▸ ENTRIES SUPPLIED
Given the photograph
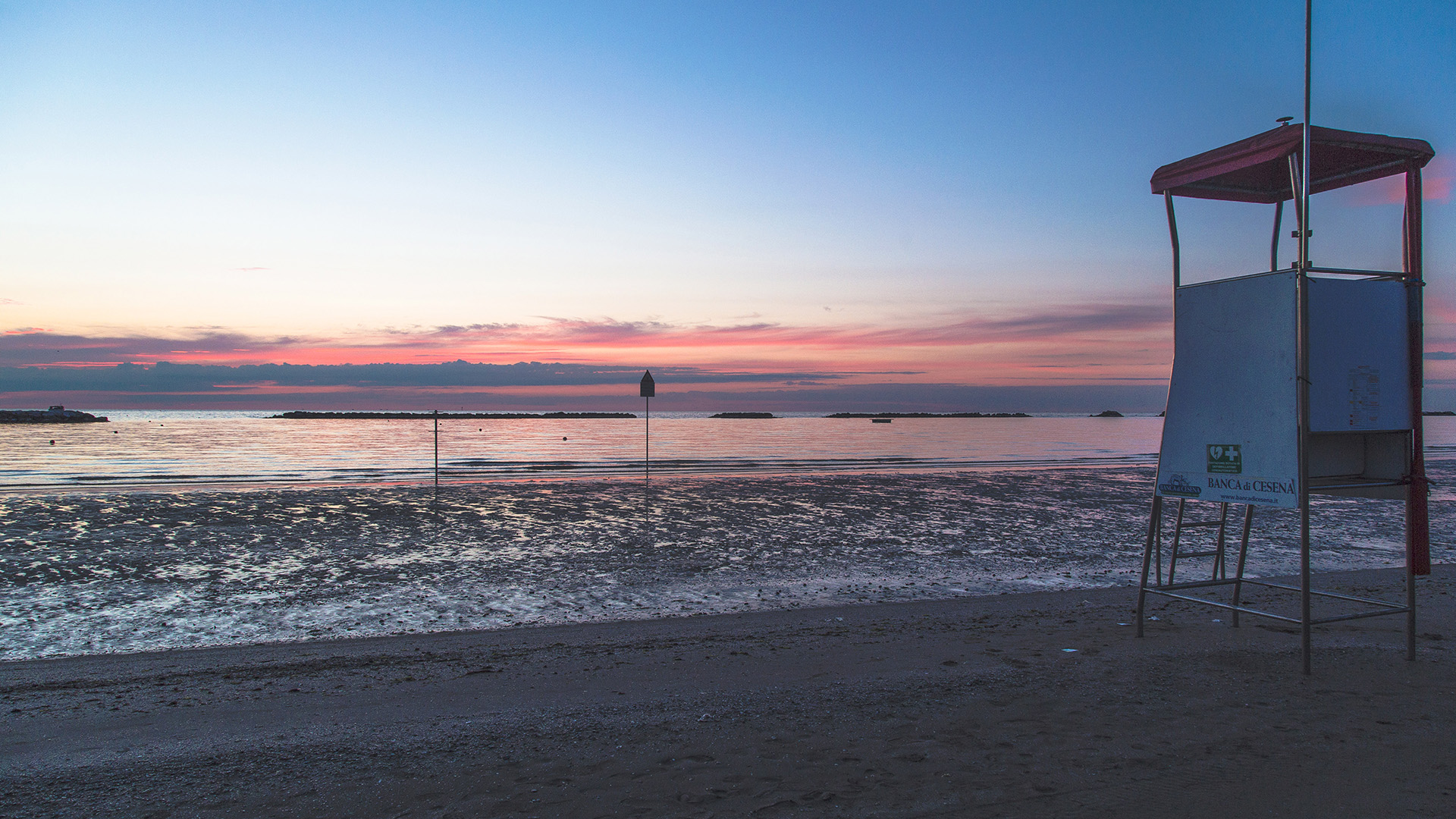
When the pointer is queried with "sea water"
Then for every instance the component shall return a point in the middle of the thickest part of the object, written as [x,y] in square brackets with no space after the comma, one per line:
[331,529]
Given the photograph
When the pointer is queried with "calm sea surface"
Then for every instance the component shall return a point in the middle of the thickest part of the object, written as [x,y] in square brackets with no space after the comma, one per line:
[171,529]
[171,447]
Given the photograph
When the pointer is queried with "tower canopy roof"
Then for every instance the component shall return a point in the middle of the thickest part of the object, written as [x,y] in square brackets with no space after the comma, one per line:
[1257,169]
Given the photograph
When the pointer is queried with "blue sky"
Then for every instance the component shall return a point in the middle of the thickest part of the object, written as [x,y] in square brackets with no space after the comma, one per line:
[951,191]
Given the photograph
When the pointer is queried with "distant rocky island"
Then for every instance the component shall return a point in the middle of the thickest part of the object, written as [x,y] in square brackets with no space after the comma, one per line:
[55,414]
[928,416]
[471,416]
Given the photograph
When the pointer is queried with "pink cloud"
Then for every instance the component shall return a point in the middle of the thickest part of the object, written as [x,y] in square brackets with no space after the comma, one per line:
[1436,186]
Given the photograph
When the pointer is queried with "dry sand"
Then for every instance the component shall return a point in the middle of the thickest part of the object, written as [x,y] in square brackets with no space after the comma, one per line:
[967,707]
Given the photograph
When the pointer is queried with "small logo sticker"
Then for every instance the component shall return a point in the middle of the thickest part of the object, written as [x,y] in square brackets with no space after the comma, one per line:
[1225,458]
[1178,484]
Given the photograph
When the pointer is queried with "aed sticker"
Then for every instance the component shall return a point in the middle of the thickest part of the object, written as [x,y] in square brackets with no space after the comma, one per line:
[1225,458]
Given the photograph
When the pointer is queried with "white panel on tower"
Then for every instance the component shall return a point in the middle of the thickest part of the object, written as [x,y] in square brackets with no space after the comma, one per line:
[1232,426]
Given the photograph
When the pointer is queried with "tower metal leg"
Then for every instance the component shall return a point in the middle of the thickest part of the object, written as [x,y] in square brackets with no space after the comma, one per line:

▸ STATED TASK
Transcribe all the data word for word; the images stay out.

▸ EXPECTED ANSWER
Given the photograph
When the pointer is queried with "sea water"
Then for every instance the component shall return a point in the middle of the thickest part of the object, written as [x,y] in square brackets with no space after the comma, one per line:
[331,529]
Given the photograph
When the pointer is queried with "calm sea surface"
Then for every instance the component shall return a point in the middle of the thickest part of the object, written as [x,y] in square brackets with no space after the comma, one per line:
[171,529]
[171,447]
Given the photograph
When the pointer is queried with "tower canopy roof"
Then for every instance the component shall return a point in the middle of the thickest part of the object, written as [x,y] in square brackets with no space after the comma, one per line:
[1257,169]
Given the photograph
When the pointer is queried with "blue sky"
Then for every instance the component shall return a point in the middle of the thickest part of the object, written as [x,y] in square brackets with no space after the comma, one per line:
[951,191]
Given the photograph
When the pointer is queried with "distant rocky island"
Then for every instance the component shall return a point in the middle of the thickest part of the object, written as [x,y] in square brackets with no space after the comma, one per line:
[55,414]
[928,416]
[471,416]
Given the photograph
When the pointer is queried with "pink cloud"
Then for every instance the component shall return a point in the middle of the thickest part of the object, written as [x,y] in square brackets with no space after the comma, one per line:
[1436,186]
Given the photograph
When the pointer is queried with "dry sand"
Then for every instance the component shall return a point in the middle of the thickest part of the object, written as [x,y] in square brackets with no space after the comma, one per line:
[967,707]
Given the photograph
When the pointer is queried with "small logo sticker"
Then for every instance the component shall return a point in the middle of the thickest part of the object, written as [x,y] in square brackets with no space after the comma, one per line:
[1225,458]
[1178,484]
Given the photograph
When the pointer is queried with "aed sticker"
Then for every instance the component shall return a point in the middle of the thickest part of the object, written as [x,y] in square brackets with no space after the comma, one per line:
[1225,458]
Given the photograph
When the pointer is queried with "white panel on tower"
Then for every instance the component shall return a point in the middle of the thickest part of the object, written as [x,y] in square brackets with no space after the comma, one per line:
[1232,426]
Given the photograph
When the pointer is queried with "tower metal leg"
Then for every instance the component shall return a point in the middle of the thickest part of the object, written as [x,y] in square brackets with no space after the comma, one per line:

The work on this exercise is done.